**What you have to do**
Reproduce the records below word for word, leaving out the pictures.

— start of Recorded data —

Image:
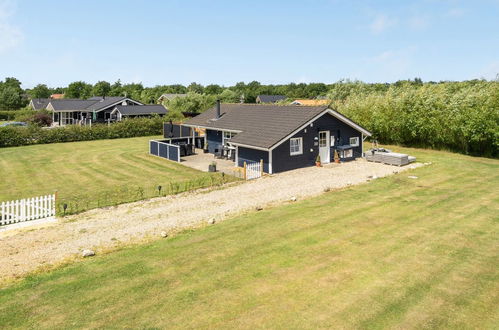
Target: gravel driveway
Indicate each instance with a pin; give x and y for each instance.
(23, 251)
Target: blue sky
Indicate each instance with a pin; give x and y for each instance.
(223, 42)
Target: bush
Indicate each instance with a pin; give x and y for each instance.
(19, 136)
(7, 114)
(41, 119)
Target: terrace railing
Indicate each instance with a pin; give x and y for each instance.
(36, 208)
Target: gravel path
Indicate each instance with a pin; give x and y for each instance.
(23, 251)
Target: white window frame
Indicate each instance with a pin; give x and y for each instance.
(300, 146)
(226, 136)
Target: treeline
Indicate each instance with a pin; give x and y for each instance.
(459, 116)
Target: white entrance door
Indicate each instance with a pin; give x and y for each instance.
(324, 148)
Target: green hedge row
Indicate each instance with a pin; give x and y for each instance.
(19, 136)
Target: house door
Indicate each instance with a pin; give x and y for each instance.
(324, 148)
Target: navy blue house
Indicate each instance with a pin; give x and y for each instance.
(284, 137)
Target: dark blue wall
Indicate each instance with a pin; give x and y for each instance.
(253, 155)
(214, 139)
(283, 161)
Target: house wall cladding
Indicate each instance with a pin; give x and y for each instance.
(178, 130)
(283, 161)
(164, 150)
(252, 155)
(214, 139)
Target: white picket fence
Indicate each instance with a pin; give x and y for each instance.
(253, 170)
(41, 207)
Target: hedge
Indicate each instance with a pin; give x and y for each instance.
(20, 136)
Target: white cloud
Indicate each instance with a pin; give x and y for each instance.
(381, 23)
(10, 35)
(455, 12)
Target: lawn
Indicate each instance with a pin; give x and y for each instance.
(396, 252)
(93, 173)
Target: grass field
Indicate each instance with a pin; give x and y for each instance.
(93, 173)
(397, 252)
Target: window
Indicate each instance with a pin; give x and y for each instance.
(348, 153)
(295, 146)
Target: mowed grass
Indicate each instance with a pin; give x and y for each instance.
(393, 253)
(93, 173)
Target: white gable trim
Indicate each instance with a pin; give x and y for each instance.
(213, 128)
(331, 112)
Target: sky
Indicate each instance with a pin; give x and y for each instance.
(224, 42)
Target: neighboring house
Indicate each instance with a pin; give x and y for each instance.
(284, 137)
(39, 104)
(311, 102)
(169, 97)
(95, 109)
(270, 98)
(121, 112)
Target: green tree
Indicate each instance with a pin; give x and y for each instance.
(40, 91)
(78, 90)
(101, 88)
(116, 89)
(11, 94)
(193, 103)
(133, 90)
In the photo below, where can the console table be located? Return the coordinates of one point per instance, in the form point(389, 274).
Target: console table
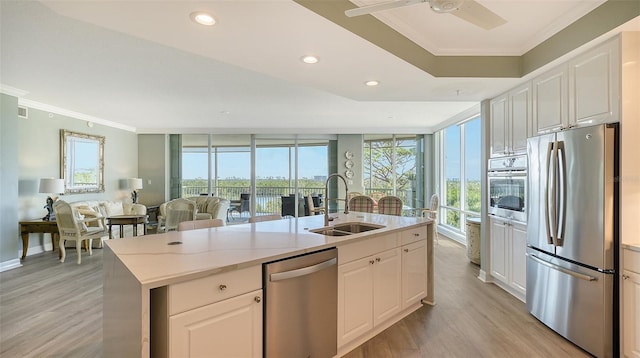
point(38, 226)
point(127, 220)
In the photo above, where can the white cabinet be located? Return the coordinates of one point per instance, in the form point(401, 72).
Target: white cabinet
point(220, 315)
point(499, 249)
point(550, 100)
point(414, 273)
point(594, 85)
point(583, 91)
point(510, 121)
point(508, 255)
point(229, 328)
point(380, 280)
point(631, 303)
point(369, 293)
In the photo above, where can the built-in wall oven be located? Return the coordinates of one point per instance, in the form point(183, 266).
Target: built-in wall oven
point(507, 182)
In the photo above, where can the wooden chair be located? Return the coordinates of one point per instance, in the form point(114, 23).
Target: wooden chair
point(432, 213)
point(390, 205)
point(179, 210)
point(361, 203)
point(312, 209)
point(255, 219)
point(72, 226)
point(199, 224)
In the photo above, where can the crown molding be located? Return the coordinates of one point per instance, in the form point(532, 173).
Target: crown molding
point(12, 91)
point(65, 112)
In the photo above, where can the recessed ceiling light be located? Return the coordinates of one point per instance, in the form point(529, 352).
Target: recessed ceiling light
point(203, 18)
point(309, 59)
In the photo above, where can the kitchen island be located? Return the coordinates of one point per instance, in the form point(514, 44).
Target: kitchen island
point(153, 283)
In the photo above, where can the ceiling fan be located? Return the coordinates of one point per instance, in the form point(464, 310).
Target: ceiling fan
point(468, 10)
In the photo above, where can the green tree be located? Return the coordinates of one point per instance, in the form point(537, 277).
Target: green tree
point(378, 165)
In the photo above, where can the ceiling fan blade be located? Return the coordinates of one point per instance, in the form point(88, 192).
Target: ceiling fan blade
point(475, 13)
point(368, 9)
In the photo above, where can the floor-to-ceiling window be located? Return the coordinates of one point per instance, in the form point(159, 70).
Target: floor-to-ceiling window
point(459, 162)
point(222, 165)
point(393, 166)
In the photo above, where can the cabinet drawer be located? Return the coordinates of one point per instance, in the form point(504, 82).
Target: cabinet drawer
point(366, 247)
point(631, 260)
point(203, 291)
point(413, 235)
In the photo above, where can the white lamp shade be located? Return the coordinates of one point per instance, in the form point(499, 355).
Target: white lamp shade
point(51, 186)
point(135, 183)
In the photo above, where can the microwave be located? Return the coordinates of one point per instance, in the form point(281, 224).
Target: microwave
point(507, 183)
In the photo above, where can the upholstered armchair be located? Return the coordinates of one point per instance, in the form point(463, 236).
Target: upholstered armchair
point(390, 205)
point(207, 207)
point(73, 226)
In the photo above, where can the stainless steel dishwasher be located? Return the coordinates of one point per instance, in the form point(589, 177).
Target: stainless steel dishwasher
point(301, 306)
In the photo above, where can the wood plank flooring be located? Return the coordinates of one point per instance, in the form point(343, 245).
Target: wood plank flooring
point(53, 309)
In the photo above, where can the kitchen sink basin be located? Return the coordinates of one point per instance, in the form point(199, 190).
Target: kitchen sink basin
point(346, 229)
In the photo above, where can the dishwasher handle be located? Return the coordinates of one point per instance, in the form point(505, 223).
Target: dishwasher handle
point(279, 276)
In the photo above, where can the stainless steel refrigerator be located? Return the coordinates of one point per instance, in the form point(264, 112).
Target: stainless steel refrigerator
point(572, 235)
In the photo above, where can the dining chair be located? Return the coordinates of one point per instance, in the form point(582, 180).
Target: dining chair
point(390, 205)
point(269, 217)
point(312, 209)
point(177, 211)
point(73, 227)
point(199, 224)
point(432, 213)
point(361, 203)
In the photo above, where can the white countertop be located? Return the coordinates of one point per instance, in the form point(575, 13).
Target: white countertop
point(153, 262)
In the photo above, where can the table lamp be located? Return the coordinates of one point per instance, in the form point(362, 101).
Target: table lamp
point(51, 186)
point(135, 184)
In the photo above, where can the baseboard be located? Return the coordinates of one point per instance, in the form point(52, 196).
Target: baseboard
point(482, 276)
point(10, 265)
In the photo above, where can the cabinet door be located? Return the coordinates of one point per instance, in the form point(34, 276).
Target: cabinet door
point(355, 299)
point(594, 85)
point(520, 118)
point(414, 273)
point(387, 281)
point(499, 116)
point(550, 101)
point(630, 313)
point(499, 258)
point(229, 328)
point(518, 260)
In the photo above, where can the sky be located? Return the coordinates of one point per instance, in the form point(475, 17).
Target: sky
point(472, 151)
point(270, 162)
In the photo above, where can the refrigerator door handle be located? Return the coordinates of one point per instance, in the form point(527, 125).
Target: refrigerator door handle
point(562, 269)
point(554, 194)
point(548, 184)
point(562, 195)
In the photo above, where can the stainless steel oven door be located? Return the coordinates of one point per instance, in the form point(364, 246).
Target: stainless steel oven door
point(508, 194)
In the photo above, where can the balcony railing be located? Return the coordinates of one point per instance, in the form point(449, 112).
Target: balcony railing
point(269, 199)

— end of Recorded data —

**Task response**
Image:
Target: gravel driveway
Indicate each instance with a pin; give x and y for each instance.
(23, 251)
Target: blue sky
Indicate each instance with a pin; give x and y for each instance.
(223, 42)
Target: bush
Indicate each instance with a pin; give x and y for each instance.
(19, 136)
(7, 114)
(41, 119)
Target: terrace railing
Indicate each instance with a pin; give x and y for each instance.
(36, 208)
Target: gravel path
Indicate each instance with a pin; give x and y for each instance.
(23, 251)
Target: white window frame
Indicate each instance with a pin; give x and y for each instance.
(300, 146)
(226, 136)
Target: treeline
Indicate each instance with a pin; give x and y for each instance.
(459, 116)
Target: white entrance door
Indicate each instance with a pin; give x and y for each instance.
(324, 148)
Target: green hedge row
Indicate each instance with a pin; give x and y for each instance.
(19, 136)
Target: house door
Indicate each instance with a pin; give x and y for each instance.
(324, 148)
Target: navy blue house
Indicate each instance with a pin; give x and y for each instance.
(284, 137)
Target: dark blue wall
Indicate each instance with a pin; give x and y for each instance.
(253, 155)
(214, 139)
(283, 161)
Target: house wall cladding
Indicate each instance with a pin; give x and y for each instance.
(178, 130)
(283, 161)
(164, 150)
(252, 155)
(214, 139)
Target: white picket fence
Indicate each instance with a pin; give x and y for each instance.
(253, 170)
(41, 207)
Target: hedge
Indicate each instance with a pin; give x and y for each instance.
(20, 136)
Target: white cloud
Indicate each instance with a pin; give x and y for each instance.
(381, 23)
(10, 35)
(455, 12)
Target: lawn
Indicate each instance with a pin; give x and y for each instance.
(396, 252)
(93, 173)
Target: grass field
Indicate each instance with a pin; give x and y for each instance.
(93, 173)
(397, 252)
Target: window
Indicate each instance with a pin; give x and y for each instance.
(348, 153)
(295, 146)
Target: mowed grass
Indicate each instance with a pin; give x and y for each instance.
(393, 253)
(93, 173)
Target: white gable trim
Indicate each instance with a pin; give x and y for each instance.
(213, 128)
(331, 112)
Target: sky
Indicate each instance with a pin; give x and y for each instance.
(224, 42)
Target: neighboring house
Indicate each instance with a pin; give x and y for each instance.
(284, 137)
(39, 104)
(311, 102)
(169, 97)
(95, 109)
(270, 98)
(121, 112)
Target: green tree
Indicate each instance with a pin; give x and y for each instance.
(40, 91)
(78, 90)
(101, 88)
(116, 89)
(11, 94)
(193, 103)
(133, 90)
In the photo below, where can the console table be located? Return the coordinates of one point per instance, in the form point(389, 274).
Target: console table
point(38, 226)
point(127, 220)
In the photo above, where can the white cabinet be located? Return the coordinates of one point per instance, in the form point(401, 72).
Target: white cabinet
point(220, 315)
point(499, 249)
point(550, 100)
point(414, 273)
point(594, 85)
point(583, 91)
point(510, 121)
point(508, 255)
point(229, 328)
point(380, 280)
point(631, 303)
point(369, 293)
In the photo above, where can the built-in wall oven be located? Return the coordinates of one point per instance, in the form point(183, 266).
Target: built-in wall oven
point(507, 182)
In the photo above, where can the wooden chair be located? Return the coordinates of one point per instance, in the form point(114, 23).
Target: wooden chair
point(432, 213)
point(390, 205)
point(179, 210)
point(361, 203)
point(312, 209)
point(255, 219)
point(72, 226)
point(199, 224)
In the photo above, where can the crown molding be located? Return the coordinates of one point per instance, in the form point(532, 173).
Target: crown molding
point(12, 91)
point(65, 112)
In the photo above, where can the recessed ceiling light be located? Return the coordinates of one point per instance, in the form point(529, 352).
Target: recessed ceiling light
point(203, 18)
point(309, 59)
In the photo above, where can the kitchen island be located? Return the coordinates of one point per instance, in the form point(514, 44).
Target: kitchen island
point(153, 283)
In the photo above, where can the ceiling fan be located? Return the coordinates of one point per instance, in the form point(464, 310).
Target: ceiling fan
point(468, 10)
In the photo above, where can the green tree be located? Return the coordinates of one point per instance, in the form point(537, 277).
Target: green tree
point(378, 165)
In the photo above, where can the ceiling fan blade be located? Return the coordinates of one point per instance, in the form point(88, 192).
Target: ceiling fan blade
point(475, 13)
point(368, 9)
In the photo above, where can the floor-to-ceiling window be located? Return the coordinates of one point per instance, in the form point(159, 70).
Target: floor-to-ceiling window
point(459, 162)
point(222, 165)
point(393, 166)
In the photo above, where can the cabinet drawer be located? Return the coordinates of one point per instance, in the form point(504, 82).
Target: cabinet drawer
point(366, 247)
point(631, 260)
point(203, 291)
point(413, 235)
In the photo above, where can the white lamp shade be located? Return the coordinates of one point per instance, in the form point(499, 355).
Target: white lamp shade
point(51, 186)
point(135, 183)
In the photo above, where can the microwave be located? Return the coordinates of one point per instance, in the form point(281, 224).
Target: microwave
point(507, 183)
In the photo above, where can the upholstered armchair be located? Return the coordinates of one point per instance, in the form point(463, 236).
Target: upholstered armchair
point(390, 205)
point(207, 207)
point(73, 226)
In the photo above, where can the stainless steel dishwasher be located? Return the coordinates of one point per instance, in the form point(589, 177).
Target: stainless steel dishwasher
point(301, 306)
In the photo above, where can the wood plank flooring be located? Return the coordinates of one point per instance, in the form point(343, 245).
Target: wood plank flooring
point(53, 309)
In the photo above, where can the kitchen sink basin be located? Return the coordinates of one point per instance, in the form point(199, 190).
Target: kitchen sink basin
point(346, 229)
In the photo above, where can the dishwasher handle be located? Return the coordinates of one point per instance, in the form point(505, 223).
Target: dishwasher handle
point(279, 276)
In the photo above, where can the stainless steel refrigerator be located? Return the coordinates of one point per instance, in the form point(264, 112).
Target: stainless steel refrigerator
point(572, 235)
In the photo above, where can the dining chair be located? Return the coordinates of one point per instance, in the form point(582, 180).
Target: dining chair
point(390, 205)
point(269, 217)
point(312, 209)
point(177, 211)
point(73, 227)
point(199, 224)
point(432, 213)
point(361, 203)
In the photo above, where can the white countertop be located? Return the coordinates of one point per instance, in the form point(575, 13).
Target: white countertop
point(153, 262)
In the photo above, where can the table lamp be located? Return the coordinates of one point per instance, in the form point(362, 101).
Target: table lamp
point(51, 186)
point(135, 184)
In the photo above, where can the baseboard be located? Return the coordinates of one point per instance, in the form point(52, 196).
Target: baseboard
point(482, 276)
point(10, 265)
In the photo above, where can the cabinet door be located? Return the coordinates of one point per instance, in the form point(34, 276).
Target: cabinet door
point(355, 299)
point(594, 85)
point(520, 118)
point(414, 273)
point(387, 281)
point(499, 116)
point(550, 101)
point(630, 313)
point(499, 258)
point(229, 328)
point(518, 260)
In the photo above, where can the sky be located? Return the coordinates of one point per instance, in the form point(475, 17).
Target: sky
point(472, 151)
point(270, 162)
In the photo above, where can the refrigerator door handle be located? Return the coordinates of one point per instance, in the form point(527, 125).
Target: refrigerator door handle
point(562, 269)
point(554, 194)
point(548, 184)
point(562, 195)
In the photo above, where can the stainless steel oven door be located? Return the coordinates of one point per instance, in the form point(364, 246).
Target: stainless steel oven door
point(508, 194)
In the photo above, where can the balcony railing be located? Return the coordinates of one point per instance, in the form point(449, 112).
Target: balcony railing
point(269, 199)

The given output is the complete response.